Zadanie 1
Przepisz wiernie wszystkie wiersze z poniższych rekordów, bez żadnych zmian.

Udostępniony fragment
::::::::

Sprawca na łasce pokrzywdzonego

Pozytywna postawa sprawcy po popełnieniu przestępstwa powinna być samoistną przesłanką umożliwiającą złagodzenie odpowiedzialności karnej – uważa doktor nauk prawnych Robert Kaczor, prokurator Prokuratury Rejonowej w Kluczborku

Aktualizacja: 28.11.2007 09:25 Publikacja: 28.11.2007 01:27

Red

Nie ma wątpliwości co do wyjątkowej rangi pojednania między sprawcą a pokrzywdzonym jako sposobu zakończenia konfliktu wywołanego przestępstwem. Nie powinno być również przedmiotem kontrowersji przeświadczenie o wysokiej – z perspektywy odpowiedzialności karnej – wartości samego okazania przez sprawcę skruchy i dążenia do naprawienia skutków przestępstwa. Wydaje się tym samym, że pozytywna postawa sprawcy po popełnieniu przestępstwa powinna być samoistną przesłanką umożliwiającą złagodzenie odpowiedzialności karnej. Rozwiązania przyjęte przez ustawodawcę prowadzą jednak do wniosku, że w niektórych wypadkach ocenę sprawcy uzależnia się od wprowadzenia dodatkowej zmiennej w postaci „stanowiska pokrzywdzonego”, co – jak sądzę – należy poddać krytyce.

Pojednanie pokrzywdzonego i sprawcy, naprawienie szkody lub uzgodnienie przez nich sposobu jej naprawienia umożliwia sądowi warunkowe umorzenie postępowania wobec sprawcy przestępstwa zagrożonego karą do 5 lat pozbawienia wolności, co stanowi swoistą premię dla niego jako wyjątek od reguły dopuszczającej warunkowe umorzenie w wypadku przestępstw zagrożonych karą nieprzekraczającą 3 lat pozbawienia wolności (art. 67 § 2 i 3 kodeksu karnego).

::::::::

Wpisy danych
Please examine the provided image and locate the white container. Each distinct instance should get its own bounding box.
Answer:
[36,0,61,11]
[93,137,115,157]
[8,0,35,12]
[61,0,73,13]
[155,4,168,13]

::::::::

Zadanie 2
Przytocz słowo w słowo część udostępnionego fragmentu od słów „Pojednanie pokrzywdzonego i” do słów „3 kodeksu karnego).”.

Odpowiedź 1
Please examine the provided image and locate the white container. Each distinct instance should get its own bounding box.
Answer:
[36,0,61,11]
[93,137,115,157]
[8,0,35,12]
[61,0,73,13]
[155,4,168,13]

Odpowiedź 2
Pojednanie pokrzywdzonego i sprawcy, naprawienie szkody lub uzgodnienie przez nich sposobu jej naprawienia umożliwia sądowi warunkowe umorzenie postępowania wobec sprawcy przestępstwa zagrożonego karą do 5 lat pozbawienia wolności, co stanowi swoistą premię dla niego jako wyjątek od reguły dopuszczającej warunkowe umorzenie w wypadku przestępstw zagrożonych karą nieprzekraczającą 3 lat pozbawienia wolności (art. 67 § 2 i 3 kodeksu karnego).